__Goal of the exercise__. Extract each line of the data that contains the word "door".

__Information shown__.
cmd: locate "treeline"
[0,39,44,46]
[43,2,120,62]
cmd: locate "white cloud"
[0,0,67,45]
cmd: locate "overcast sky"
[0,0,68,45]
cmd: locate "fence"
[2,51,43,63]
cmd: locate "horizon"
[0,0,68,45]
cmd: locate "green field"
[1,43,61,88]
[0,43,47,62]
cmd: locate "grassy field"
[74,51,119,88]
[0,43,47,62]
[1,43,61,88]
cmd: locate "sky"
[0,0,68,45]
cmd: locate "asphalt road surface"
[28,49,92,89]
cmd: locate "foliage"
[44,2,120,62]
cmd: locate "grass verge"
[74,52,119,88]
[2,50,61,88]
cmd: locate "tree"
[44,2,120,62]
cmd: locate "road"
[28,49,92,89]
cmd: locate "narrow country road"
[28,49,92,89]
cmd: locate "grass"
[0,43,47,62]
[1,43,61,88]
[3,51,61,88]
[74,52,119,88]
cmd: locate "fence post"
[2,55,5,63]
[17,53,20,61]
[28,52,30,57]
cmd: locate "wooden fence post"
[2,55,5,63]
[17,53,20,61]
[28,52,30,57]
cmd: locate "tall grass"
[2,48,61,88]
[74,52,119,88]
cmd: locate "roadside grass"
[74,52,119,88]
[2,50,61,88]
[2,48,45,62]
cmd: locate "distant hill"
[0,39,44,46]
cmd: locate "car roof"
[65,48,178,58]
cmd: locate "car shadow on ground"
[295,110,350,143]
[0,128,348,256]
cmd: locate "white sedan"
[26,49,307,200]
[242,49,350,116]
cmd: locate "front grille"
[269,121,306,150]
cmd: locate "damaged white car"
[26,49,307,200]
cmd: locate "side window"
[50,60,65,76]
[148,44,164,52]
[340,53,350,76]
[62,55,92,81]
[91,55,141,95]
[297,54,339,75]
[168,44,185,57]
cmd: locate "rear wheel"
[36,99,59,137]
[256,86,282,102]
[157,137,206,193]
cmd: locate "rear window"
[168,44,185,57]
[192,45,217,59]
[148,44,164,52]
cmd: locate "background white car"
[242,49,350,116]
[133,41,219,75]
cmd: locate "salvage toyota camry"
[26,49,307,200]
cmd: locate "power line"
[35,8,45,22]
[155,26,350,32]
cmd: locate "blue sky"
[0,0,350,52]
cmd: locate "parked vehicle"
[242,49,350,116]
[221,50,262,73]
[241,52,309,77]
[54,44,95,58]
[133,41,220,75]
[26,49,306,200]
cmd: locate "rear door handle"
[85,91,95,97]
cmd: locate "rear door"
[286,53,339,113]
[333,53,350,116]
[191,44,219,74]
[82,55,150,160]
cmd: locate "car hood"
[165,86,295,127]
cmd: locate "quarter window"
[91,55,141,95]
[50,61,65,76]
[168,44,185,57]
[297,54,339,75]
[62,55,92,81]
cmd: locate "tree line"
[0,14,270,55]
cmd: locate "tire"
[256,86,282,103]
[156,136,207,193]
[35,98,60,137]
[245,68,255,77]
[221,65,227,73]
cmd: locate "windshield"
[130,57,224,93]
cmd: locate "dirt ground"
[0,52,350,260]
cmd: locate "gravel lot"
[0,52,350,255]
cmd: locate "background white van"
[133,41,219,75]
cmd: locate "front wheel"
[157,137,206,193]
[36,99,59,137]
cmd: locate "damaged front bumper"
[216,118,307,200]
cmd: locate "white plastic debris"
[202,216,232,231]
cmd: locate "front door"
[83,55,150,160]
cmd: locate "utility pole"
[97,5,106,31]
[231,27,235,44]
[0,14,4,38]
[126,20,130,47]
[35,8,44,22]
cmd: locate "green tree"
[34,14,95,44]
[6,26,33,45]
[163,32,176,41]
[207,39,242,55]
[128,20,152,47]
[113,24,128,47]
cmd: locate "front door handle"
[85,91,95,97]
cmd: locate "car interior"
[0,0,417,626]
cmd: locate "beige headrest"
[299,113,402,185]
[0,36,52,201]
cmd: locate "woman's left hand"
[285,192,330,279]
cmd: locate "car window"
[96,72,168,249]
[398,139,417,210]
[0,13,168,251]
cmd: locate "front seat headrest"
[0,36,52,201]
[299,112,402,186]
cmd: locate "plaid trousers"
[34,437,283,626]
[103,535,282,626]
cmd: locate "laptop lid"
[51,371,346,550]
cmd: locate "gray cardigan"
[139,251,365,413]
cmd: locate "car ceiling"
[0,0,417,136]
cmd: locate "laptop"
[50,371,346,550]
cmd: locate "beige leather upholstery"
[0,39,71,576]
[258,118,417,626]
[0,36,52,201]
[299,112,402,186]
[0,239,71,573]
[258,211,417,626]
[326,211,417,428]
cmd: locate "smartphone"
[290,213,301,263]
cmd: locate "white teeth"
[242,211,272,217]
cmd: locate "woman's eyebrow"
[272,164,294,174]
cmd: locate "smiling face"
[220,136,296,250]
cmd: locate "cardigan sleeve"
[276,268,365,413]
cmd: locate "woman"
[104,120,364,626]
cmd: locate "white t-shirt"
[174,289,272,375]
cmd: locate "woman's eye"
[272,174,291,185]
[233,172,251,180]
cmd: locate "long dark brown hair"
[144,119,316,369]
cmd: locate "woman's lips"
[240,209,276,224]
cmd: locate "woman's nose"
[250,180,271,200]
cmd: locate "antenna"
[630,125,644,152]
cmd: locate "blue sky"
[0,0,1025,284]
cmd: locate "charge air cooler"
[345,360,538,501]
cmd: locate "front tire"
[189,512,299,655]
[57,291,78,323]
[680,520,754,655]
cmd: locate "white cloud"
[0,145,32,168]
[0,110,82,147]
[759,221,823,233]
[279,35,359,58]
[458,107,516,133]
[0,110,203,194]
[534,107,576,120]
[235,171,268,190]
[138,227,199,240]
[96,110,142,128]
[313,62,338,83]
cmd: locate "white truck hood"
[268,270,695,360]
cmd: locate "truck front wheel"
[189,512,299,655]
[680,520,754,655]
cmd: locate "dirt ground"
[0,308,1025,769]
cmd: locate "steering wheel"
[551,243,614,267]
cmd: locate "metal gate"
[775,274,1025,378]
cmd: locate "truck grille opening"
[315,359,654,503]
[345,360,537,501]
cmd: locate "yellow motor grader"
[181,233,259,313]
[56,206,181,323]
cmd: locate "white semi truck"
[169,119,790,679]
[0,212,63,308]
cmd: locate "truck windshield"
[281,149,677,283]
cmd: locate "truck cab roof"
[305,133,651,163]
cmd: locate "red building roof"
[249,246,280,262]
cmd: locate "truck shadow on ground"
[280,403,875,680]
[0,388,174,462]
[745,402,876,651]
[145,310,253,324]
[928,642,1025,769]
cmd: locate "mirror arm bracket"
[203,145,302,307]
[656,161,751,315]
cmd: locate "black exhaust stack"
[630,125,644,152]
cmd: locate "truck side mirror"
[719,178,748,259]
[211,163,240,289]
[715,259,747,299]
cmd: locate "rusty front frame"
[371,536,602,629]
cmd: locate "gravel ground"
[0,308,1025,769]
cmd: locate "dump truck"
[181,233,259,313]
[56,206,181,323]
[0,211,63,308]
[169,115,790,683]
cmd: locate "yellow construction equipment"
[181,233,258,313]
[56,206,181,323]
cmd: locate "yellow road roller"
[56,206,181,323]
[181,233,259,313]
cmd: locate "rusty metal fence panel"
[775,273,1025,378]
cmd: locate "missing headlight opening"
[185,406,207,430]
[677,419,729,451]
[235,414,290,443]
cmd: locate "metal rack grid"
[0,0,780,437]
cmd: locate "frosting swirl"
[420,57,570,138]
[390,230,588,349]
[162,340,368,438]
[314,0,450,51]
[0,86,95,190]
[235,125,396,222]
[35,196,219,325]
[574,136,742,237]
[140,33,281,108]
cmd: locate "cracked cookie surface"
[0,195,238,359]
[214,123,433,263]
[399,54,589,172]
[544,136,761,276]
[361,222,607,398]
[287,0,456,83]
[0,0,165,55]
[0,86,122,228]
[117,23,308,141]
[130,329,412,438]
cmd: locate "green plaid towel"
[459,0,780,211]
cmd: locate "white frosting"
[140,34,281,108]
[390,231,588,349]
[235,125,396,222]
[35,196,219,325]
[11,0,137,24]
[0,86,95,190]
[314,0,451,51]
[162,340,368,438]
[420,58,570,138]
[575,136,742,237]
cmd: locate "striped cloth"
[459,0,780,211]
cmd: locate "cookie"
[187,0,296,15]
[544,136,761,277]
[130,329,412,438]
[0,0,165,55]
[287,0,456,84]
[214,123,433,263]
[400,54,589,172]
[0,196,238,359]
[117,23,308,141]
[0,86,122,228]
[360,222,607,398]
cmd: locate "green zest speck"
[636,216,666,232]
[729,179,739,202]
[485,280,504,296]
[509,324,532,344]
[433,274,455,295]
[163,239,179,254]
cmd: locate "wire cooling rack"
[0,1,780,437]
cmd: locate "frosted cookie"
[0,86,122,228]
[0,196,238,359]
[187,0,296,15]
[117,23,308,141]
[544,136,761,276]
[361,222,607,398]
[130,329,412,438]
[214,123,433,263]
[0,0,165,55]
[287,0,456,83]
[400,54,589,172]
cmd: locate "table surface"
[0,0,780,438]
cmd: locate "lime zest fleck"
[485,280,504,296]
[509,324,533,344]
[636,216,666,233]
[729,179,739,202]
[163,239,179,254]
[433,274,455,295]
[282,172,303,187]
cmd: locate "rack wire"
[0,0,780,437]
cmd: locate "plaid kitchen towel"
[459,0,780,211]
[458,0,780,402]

__Answer to this problem__.
cmd: locate "rear door handle"
cmd: locate "rear door"
cmd: locate "front door"
cmd: locate "front door handle"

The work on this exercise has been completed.